▶ **The task**: Each line of the entries that mentions the string "code" needs to be reported.

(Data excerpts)
Start of Block
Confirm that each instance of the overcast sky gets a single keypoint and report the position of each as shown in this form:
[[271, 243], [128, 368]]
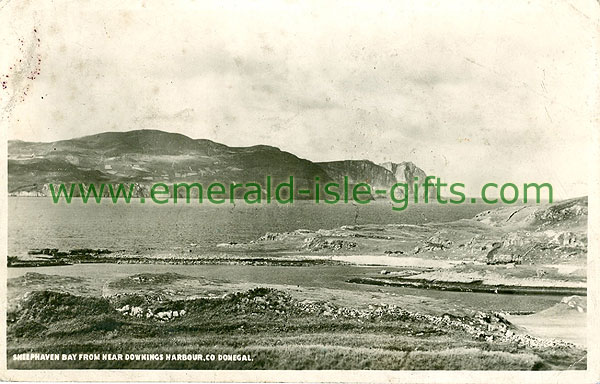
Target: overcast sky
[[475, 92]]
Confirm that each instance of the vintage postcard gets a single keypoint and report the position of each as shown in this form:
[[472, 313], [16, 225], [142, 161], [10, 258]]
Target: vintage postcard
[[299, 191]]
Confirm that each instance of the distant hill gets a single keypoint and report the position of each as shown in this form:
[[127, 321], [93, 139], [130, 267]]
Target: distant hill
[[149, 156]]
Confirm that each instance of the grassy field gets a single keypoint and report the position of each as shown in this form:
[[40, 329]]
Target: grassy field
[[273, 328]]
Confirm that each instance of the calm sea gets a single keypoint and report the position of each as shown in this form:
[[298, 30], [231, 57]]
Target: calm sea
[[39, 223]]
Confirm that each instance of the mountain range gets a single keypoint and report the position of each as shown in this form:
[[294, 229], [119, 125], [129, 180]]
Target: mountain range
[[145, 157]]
End of Block
Start of Block
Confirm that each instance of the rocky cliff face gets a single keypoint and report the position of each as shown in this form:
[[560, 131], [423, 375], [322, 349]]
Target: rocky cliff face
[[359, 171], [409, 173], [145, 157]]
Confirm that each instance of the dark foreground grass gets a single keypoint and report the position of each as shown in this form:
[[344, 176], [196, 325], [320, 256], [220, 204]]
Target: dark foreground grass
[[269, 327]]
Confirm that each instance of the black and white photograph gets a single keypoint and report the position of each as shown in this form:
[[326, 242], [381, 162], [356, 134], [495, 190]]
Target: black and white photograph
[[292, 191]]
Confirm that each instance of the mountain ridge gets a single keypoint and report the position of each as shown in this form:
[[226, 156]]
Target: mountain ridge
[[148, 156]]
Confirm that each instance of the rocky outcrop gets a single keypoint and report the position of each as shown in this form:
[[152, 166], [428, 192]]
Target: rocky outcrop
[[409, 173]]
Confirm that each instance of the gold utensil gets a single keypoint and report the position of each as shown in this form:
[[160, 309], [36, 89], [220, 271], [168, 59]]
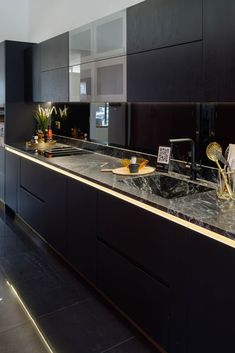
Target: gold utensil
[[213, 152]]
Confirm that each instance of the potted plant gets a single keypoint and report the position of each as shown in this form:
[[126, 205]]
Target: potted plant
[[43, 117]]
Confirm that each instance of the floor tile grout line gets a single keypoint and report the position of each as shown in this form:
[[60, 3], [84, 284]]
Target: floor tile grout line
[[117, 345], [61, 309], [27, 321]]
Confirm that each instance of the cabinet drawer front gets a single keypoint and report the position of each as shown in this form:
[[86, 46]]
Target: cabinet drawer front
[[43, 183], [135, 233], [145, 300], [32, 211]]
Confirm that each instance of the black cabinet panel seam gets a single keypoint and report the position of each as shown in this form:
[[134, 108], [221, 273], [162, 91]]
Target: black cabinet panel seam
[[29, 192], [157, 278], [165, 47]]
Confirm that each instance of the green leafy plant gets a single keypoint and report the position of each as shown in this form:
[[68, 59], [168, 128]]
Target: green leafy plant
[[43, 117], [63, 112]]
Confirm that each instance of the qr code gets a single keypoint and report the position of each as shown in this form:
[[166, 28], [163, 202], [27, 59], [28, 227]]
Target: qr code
End of Block
▶ **Exercise solution**:
Confirm that each instance of the qr code gets a single keypoint and report the position of each as shown in this form:
Target: qr code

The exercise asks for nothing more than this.